--- RECORDS FOR THE EXERCISE ---

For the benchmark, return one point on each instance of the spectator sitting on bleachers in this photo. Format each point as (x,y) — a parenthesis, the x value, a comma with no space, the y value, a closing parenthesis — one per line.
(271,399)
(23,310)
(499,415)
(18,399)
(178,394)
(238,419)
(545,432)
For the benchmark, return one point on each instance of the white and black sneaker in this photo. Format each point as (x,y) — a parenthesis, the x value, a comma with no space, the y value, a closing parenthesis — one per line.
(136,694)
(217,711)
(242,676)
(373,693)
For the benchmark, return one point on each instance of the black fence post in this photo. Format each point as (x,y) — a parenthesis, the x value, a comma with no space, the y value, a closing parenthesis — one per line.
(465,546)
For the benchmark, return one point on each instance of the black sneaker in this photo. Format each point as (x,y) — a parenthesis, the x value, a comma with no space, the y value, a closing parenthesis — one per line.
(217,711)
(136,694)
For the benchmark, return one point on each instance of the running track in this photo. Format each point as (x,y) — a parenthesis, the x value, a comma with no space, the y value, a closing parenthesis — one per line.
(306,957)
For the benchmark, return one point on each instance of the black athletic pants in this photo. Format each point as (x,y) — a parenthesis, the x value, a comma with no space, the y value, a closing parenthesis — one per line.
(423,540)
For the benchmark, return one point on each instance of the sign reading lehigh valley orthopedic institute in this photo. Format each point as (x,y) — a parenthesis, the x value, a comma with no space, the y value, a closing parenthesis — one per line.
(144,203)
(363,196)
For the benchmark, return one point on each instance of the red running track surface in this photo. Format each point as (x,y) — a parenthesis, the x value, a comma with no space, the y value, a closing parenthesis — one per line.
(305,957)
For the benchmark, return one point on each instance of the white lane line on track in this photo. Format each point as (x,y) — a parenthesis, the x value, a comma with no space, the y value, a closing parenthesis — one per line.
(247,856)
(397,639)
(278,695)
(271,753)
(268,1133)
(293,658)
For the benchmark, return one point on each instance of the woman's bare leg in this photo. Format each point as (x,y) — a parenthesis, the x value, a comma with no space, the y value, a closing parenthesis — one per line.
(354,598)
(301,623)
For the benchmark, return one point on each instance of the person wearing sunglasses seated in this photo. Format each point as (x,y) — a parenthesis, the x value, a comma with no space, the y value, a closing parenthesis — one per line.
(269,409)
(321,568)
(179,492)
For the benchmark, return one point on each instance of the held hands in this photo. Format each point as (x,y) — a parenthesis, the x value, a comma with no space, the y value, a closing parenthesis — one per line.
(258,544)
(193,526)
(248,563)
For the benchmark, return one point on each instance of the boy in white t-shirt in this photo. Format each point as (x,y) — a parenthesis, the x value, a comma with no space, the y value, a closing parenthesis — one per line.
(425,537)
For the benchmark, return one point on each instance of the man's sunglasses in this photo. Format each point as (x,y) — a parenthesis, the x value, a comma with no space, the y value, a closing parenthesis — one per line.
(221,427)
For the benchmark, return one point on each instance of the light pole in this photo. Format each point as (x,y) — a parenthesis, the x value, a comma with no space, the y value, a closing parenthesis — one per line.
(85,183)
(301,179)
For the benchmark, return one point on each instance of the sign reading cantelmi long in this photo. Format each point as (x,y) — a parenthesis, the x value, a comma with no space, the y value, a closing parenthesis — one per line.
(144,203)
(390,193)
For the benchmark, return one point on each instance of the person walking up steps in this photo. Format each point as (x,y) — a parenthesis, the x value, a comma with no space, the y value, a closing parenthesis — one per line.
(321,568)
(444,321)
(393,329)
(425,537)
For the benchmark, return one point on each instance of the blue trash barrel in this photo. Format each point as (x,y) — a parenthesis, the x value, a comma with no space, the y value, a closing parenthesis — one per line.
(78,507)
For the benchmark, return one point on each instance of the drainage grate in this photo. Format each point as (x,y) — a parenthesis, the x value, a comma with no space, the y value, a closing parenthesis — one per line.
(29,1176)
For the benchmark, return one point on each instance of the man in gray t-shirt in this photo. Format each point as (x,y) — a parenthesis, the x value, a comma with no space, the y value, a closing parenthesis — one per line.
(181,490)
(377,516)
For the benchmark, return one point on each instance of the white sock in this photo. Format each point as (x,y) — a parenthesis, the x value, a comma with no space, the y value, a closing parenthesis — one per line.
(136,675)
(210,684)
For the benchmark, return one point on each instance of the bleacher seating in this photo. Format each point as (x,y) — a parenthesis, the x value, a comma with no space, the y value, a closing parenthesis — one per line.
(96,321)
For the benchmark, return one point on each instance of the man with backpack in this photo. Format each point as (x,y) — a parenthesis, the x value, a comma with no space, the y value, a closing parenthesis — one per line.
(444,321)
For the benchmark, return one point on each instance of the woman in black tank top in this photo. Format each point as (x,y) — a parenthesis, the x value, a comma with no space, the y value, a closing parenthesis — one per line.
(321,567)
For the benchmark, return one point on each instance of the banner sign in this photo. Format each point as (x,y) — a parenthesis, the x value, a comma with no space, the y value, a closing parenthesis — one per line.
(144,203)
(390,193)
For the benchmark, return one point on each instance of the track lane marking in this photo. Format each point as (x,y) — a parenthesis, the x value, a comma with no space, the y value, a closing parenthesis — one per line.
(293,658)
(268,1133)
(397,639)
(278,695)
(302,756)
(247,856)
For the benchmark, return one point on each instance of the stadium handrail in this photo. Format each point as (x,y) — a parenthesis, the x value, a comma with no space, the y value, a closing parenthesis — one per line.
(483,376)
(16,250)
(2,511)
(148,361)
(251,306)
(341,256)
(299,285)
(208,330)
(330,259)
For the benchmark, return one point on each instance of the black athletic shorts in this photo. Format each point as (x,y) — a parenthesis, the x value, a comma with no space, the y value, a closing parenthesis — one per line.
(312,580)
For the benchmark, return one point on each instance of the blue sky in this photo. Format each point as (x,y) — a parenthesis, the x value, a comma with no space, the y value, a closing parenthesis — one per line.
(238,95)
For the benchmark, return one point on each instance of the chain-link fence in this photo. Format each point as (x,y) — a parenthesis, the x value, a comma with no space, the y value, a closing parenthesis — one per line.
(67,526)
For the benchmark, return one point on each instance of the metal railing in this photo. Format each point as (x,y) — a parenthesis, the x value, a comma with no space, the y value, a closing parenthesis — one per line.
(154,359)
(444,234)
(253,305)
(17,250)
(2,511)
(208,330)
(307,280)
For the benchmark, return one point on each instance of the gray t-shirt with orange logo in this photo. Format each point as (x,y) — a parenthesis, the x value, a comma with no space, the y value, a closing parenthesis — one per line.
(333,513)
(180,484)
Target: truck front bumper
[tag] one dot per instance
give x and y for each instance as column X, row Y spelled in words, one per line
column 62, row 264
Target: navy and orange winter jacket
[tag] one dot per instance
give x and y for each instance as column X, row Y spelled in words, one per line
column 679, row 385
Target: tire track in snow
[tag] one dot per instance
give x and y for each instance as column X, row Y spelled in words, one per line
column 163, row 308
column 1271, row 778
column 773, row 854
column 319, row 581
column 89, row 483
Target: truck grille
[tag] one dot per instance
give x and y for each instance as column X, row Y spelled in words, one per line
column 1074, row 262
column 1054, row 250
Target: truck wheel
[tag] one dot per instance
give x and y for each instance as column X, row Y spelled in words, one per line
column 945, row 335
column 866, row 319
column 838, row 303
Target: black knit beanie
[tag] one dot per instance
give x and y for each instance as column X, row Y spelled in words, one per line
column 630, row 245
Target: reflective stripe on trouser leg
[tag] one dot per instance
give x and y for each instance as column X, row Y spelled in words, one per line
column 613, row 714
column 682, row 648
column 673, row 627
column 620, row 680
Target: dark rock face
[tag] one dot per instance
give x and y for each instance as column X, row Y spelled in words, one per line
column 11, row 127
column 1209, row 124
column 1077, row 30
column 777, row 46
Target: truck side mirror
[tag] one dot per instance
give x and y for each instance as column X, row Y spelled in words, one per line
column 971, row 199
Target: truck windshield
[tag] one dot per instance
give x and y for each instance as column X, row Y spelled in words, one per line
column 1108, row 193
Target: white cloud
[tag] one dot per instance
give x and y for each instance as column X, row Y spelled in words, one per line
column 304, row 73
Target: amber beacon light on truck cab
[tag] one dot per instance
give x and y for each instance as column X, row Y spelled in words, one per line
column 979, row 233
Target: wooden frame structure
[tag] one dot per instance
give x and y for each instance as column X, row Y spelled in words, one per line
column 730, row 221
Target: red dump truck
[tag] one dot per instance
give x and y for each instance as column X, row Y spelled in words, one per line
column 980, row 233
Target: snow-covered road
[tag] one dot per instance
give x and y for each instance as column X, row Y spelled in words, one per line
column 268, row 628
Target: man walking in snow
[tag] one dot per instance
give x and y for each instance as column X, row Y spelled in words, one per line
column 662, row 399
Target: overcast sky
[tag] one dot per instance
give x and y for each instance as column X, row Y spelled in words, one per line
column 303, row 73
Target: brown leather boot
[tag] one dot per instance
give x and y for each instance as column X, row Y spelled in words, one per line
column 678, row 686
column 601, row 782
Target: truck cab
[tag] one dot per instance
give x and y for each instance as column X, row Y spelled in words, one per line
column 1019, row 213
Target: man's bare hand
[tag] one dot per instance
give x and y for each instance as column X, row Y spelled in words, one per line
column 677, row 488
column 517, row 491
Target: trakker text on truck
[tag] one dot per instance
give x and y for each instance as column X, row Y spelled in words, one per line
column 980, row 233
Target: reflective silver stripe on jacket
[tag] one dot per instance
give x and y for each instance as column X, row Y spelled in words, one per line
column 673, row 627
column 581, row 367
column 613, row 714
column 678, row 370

---

PROBLEM DESCRIPTION - Reproduce only the records starting at the line that contains "of the gray" and ending at the line that contains "column 679, row 385", substituting "blue logo" for "orange logo" and leaving all else unchanged.

FULL OUTPUT -
For the benchmark, return one point on each instance of the gray t-shirt with blue logo in this photo. Format each point as (x,y) — a parenthesis, the x value, a comma with no space, the y value, a closing parenthesis — one per line.
(333,513)
(180,484)
Target: truck front bumper
[tag] one dot per instance
give x and y for each instance as column X, row Y spelled in words, one per line
column 62, row 264
Target: navy and orange winter jacket
[tag] one dot per instance
give x and y for each instance as column X, row Y spelled in words, one per line
column 679, row 385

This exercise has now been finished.